[START Supplied information]

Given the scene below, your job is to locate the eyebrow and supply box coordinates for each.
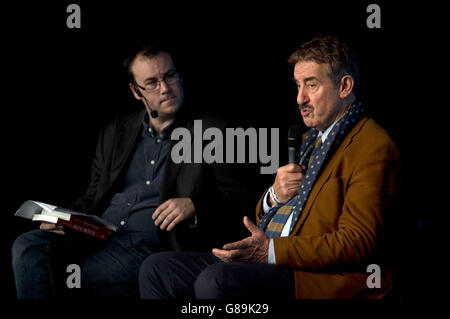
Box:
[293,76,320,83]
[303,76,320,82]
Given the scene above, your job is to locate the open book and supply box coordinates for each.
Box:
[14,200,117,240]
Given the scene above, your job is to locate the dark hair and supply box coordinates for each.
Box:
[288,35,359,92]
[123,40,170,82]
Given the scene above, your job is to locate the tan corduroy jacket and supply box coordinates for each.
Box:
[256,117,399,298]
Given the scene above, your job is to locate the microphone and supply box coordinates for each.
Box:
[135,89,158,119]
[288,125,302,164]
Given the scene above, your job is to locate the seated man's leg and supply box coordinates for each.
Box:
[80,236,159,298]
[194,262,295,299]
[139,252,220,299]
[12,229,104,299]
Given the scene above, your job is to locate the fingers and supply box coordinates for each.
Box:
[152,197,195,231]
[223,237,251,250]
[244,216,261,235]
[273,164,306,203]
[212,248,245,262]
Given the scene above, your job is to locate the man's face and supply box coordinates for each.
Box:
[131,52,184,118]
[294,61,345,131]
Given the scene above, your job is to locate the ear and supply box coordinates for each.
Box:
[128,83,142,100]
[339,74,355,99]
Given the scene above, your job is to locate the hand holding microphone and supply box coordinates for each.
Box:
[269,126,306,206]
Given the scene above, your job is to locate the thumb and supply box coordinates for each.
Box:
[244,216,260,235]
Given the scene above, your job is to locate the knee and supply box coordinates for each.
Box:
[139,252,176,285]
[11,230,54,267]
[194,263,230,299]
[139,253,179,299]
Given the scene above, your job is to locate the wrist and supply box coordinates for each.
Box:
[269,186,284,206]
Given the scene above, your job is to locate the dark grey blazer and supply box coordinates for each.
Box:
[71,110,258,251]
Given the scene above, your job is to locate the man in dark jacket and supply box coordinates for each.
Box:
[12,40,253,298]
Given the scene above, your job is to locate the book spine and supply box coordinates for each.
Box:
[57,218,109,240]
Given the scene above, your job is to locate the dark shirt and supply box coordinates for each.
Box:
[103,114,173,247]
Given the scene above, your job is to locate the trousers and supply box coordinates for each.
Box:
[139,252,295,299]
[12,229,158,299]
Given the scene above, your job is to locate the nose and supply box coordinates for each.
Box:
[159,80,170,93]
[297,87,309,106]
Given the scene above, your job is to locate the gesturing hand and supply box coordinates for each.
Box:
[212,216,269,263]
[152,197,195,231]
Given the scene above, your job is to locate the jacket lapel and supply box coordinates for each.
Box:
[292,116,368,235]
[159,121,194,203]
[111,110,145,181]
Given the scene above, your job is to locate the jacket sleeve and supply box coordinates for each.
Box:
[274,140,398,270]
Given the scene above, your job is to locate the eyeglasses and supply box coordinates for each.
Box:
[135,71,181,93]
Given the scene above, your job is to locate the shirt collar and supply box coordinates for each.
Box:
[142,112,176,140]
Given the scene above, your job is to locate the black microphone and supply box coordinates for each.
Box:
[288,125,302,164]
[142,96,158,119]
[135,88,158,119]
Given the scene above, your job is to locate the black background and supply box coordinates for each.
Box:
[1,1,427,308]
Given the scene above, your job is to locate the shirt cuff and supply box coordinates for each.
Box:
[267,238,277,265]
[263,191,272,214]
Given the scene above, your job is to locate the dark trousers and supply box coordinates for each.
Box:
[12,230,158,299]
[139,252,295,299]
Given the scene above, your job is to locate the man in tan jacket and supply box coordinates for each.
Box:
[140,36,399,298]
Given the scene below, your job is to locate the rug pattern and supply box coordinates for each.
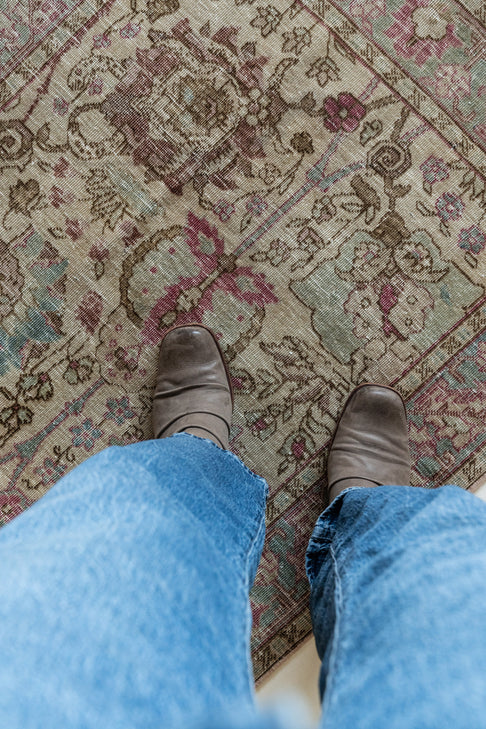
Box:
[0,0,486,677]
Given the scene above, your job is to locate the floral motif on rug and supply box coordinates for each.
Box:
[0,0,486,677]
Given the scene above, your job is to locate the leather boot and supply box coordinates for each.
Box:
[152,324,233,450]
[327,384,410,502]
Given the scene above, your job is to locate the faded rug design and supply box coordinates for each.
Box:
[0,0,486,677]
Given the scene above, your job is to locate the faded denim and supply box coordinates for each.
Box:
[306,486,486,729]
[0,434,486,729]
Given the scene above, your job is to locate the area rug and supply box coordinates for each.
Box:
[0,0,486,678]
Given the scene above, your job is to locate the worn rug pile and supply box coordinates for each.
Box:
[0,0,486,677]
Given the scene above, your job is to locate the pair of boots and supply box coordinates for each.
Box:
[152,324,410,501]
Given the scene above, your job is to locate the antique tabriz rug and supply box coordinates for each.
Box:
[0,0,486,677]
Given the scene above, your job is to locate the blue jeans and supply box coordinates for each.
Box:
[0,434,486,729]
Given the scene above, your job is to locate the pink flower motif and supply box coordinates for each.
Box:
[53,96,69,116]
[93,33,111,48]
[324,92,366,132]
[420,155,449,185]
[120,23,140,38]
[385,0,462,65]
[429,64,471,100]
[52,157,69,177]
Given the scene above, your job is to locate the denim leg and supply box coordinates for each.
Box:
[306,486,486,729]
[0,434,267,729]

[END Supplied information]
[START Supplied information]

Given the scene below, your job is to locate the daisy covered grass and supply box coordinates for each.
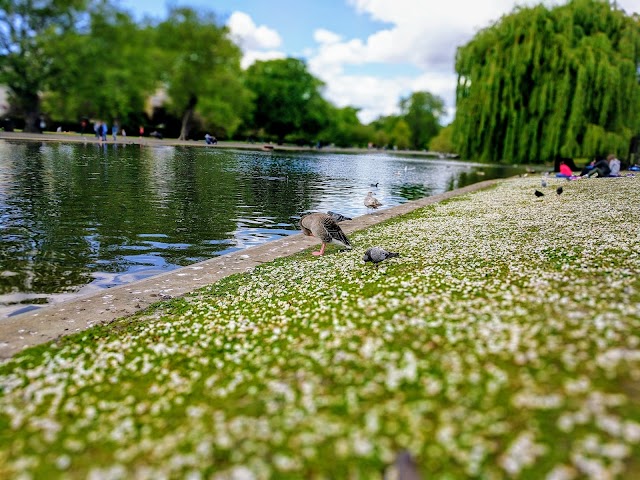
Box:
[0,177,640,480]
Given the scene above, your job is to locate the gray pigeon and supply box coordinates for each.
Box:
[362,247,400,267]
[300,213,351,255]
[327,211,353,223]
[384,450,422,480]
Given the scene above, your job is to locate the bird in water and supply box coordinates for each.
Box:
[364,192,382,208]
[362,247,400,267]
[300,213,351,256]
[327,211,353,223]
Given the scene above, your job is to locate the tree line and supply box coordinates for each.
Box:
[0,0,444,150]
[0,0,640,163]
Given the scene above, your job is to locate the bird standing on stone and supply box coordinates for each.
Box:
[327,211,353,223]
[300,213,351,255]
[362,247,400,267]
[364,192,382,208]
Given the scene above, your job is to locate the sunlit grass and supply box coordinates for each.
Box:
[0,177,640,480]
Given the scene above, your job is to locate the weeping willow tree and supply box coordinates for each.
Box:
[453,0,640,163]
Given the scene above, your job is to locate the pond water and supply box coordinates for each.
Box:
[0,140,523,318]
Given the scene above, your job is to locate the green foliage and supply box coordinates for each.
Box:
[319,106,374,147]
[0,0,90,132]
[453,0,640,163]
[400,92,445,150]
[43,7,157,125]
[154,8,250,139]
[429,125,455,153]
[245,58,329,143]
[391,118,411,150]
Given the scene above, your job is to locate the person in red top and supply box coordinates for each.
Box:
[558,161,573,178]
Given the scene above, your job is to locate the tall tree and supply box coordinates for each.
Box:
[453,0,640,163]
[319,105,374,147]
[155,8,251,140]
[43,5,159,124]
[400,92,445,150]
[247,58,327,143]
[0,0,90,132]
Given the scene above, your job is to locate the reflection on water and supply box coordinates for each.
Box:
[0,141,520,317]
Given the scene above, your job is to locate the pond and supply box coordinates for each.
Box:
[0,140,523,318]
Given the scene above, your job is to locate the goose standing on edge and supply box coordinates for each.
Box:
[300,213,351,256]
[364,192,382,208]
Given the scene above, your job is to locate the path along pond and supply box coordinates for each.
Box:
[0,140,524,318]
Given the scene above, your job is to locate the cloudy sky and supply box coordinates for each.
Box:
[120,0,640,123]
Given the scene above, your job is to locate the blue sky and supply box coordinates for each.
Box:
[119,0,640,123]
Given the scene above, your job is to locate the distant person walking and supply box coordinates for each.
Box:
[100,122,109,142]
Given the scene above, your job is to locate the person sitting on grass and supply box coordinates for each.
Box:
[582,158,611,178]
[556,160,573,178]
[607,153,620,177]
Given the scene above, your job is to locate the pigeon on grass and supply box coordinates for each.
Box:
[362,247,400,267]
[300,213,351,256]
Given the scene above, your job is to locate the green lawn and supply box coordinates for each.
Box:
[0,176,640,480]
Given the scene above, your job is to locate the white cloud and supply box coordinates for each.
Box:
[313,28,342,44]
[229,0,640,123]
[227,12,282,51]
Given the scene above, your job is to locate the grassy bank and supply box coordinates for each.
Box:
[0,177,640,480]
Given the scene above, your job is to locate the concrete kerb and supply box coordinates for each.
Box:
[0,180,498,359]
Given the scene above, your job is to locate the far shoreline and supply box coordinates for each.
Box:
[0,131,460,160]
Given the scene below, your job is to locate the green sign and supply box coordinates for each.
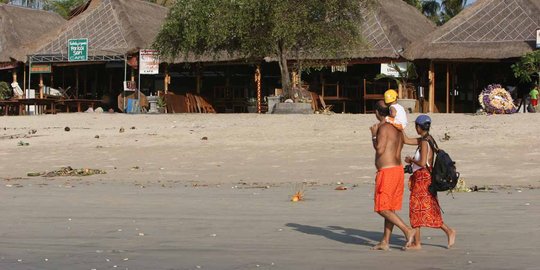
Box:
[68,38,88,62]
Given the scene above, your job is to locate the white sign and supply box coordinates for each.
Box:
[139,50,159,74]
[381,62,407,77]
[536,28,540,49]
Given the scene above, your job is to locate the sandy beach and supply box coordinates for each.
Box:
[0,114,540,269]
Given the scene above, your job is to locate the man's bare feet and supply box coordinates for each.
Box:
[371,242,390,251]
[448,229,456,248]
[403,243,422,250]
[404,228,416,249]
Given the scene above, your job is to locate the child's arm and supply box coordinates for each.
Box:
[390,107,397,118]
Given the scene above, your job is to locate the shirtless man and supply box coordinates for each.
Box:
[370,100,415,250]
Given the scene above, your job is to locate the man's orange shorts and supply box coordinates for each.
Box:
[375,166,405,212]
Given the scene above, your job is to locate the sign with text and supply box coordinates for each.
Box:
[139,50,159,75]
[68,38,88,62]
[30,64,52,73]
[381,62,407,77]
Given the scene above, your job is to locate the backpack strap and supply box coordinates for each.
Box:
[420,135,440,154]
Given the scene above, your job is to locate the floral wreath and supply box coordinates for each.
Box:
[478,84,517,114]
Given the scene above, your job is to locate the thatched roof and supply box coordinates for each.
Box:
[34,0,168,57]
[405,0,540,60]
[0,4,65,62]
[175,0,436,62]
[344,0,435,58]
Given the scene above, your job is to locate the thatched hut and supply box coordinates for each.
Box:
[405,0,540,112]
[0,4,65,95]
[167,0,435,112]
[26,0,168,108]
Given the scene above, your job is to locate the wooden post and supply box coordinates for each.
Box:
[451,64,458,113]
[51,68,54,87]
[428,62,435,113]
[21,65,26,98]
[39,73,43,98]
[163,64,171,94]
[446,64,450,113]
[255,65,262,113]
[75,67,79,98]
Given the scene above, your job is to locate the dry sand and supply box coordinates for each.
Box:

[END Supplied information]

_Task brief_
Convert the rows beginning at the line that has "Given the scene above, your job is to locate the tan" and ending after the line that has "[12,229,104,299]" into a two-column CSV with the headers row_text and answer. Use one CSV line per row, put each field in quotes, and replace any line breaks with spaces.

_Response to the task_
row_text,answer
"Given the scene above, your job is to locate the tan corduroy jacket and supply box coordinates for each. Box:","[256,117,399,298]"
"Given the scene above, your job is to locate the microphone and supply box coordinates for each. Box:","[135,89,158,119] [288,125,302,164]"
"Given the scene above, your job is to locate the seated man's leg and supply box coordinates for each. Box:","[80,236,159,298] [194,262,295,299] [139,252,220,299] [12,229,104,299]"